▸ Data shown:
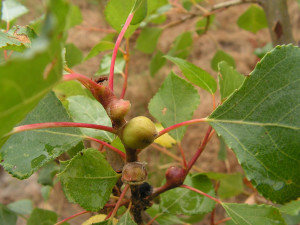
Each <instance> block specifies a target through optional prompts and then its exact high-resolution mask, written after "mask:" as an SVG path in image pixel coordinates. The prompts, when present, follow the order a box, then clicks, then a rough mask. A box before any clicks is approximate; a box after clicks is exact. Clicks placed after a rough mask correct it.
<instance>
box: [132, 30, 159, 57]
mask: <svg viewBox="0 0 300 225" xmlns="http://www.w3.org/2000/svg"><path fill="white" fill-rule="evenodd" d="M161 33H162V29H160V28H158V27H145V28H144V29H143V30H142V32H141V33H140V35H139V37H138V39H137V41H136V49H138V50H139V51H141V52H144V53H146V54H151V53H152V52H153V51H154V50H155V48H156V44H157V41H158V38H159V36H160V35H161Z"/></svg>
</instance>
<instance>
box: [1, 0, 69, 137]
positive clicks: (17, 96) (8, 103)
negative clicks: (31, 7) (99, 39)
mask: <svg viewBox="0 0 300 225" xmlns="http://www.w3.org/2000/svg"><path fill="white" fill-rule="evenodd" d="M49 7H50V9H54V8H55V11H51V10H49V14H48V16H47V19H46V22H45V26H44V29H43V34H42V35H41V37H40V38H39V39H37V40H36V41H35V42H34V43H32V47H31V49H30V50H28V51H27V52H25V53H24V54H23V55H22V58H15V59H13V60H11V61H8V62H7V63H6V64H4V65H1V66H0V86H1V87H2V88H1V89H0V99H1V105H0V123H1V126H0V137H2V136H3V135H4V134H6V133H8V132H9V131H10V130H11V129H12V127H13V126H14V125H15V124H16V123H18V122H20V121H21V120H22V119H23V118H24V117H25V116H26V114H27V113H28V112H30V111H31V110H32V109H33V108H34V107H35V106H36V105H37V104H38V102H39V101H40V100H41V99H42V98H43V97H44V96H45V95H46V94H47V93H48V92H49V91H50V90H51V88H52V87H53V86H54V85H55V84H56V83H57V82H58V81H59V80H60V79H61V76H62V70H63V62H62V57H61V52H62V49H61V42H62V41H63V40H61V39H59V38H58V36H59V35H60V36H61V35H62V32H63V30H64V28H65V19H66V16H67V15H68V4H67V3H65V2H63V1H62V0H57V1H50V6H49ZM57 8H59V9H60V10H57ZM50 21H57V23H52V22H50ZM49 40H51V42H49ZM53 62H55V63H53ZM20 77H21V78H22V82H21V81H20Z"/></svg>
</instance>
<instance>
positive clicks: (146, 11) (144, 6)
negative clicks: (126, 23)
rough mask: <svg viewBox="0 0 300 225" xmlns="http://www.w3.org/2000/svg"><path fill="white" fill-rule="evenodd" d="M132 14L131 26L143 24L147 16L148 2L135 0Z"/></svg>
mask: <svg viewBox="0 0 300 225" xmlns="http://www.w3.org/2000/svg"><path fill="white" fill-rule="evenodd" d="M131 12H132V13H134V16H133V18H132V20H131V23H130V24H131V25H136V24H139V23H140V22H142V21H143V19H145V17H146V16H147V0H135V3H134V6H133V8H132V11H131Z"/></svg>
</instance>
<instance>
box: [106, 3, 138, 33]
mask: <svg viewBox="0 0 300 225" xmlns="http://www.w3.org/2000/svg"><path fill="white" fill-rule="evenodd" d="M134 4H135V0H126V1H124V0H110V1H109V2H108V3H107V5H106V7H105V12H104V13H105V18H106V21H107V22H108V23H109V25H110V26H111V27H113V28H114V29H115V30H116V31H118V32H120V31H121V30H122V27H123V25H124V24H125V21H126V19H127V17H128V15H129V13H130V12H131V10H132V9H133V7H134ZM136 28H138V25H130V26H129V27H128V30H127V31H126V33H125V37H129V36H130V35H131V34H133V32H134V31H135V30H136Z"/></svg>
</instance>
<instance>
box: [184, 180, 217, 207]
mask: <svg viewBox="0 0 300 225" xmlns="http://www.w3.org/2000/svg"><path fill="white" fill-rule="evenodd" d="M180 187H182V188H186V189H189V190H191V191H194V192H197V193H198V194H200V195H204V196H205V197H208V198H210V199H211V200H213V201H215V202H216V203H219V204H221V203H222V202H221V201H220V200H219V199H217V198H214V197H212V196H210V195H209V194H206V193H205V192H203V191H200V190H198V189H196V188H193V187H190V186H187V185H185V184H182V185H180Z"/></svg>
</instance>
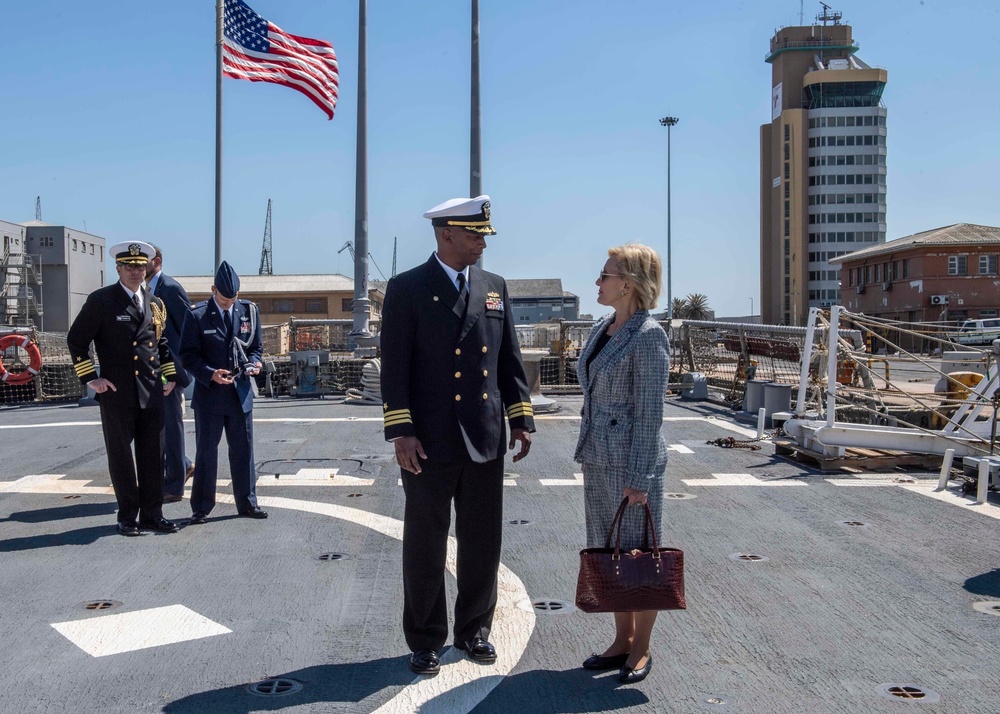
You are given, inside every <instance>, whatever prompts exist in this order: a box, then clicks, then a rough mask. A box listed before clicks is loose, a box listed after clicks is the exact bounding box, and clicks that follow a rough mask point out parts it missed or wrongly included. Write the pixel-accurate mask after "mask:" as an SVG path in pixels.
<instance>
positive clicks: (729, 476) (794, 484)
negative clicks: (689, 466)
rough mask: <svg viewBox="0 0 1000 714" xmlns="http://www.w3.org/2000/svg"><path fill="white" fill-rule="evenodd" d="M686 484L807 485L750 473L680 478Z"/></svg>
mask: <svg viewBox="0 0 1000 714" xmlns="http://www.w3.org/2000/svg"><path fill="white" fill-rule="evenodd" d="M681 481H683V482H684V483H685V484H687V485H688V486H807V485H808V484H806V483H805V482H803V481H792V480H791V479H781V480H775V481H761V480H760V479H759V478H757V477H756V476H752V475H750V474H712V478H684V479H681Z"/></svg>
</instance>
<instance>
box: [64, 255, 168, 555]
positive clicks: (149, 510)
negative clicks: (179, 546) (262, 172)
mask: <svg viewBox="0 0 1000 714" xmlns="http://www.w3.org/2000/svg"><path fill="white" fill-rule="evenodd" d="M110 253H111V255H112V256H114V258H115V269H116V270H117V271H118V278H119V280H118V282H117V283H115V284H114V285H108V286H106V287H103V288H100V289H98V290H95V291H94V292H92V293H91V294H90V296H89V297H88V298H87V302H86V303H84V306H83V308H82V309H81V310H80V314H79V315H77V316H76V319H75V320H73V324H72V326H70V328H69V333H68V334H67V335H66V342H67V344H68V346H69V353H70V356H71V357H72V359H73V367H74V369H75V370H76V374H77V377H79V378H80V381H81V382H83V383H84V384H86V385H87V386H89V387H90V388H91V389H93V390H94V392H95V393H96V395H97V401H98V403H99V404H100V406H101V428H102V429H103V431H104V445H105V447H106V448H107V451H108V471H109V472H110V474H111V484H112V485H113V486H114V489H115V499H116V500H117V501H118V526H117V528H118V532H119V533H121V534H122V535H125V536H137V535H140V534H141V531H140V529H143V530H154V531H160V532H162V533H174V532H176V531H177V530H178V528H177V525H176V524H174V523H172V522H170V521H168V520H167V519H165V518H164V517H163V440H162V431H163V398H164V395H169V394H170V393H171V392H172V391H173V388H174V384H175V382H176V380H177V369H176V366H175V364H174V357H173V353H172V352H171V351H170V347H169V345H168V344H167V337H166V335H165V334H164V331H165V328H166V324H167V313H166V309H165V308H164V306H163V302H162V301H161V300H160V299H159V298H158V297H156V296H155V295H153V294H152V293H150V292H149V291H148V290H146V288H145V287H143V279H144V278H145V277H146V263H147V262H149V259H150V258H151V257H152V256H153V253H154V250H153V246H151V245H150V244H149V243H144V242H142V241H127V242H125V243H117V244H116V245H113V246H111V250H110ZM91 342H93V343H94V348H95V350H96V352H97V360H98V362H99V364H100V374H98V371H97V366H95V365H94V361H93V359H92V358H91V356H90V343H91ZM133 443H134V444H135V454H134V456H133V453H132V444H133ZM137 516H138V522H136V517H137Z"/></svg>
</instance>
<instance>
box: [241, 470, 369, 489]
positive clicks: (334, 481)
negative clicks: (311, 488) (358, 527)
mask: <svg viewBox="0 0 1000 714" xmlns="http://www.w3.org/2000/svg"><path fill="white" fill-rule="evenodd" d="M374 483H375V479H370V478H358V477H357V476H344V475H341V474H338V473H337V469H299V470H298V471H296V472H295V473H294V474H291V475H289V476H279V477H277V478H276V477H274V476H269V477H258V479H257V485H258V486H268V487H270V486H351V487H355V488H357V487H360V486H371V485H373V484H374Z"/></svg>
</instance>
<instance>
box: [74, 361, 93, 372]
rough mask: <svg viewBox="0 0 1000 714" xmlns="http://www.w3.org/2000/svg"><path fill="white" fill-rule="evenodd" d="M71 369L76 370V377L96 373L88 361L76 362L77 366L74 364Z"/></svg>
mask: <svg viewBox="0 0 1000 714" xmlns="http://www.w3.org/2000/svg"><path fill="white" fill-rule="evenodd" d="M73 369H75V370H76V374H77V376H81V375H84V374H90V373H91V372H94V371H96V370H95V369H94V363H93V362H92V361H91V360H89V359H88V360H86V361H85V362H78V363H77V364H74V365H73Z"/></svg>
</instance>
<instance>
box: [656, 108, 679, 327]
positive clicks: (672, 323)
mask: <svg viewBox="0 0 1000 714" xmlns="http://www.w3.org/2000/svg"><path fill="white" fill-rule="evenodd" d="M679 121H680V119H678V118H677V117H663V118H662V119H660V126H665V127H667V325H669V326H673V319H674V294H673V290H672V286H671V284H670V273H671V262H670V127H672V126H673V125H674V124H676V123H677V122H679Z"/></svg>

▸ Task requirements: Identify the lines above that contain the word "pixel", then copy them.

▸ Worked solution:
Each <instance> block specifies a target through optional prompts and then its exact high-resolution mask, written after "mask:" as an SVG path in image pixel coordinates. The prompts, when present, follow the order a box, then clicks, then a rough mask. A box before any clicks is approximate; a box after clicks is exact. Clicks placed after a rough mask correct it.
You are given, inside every <instance>, whatever prompts exist in this order: a box, then clicks, then a rough mask. A box listed before clicks is loose, a box listed after clicks is the exact bounding box, and clicks that follow a rough mask point out parts it missed or wrongly included. Write the pixel-accurate mask after "mask:" as an SVG path in pixels.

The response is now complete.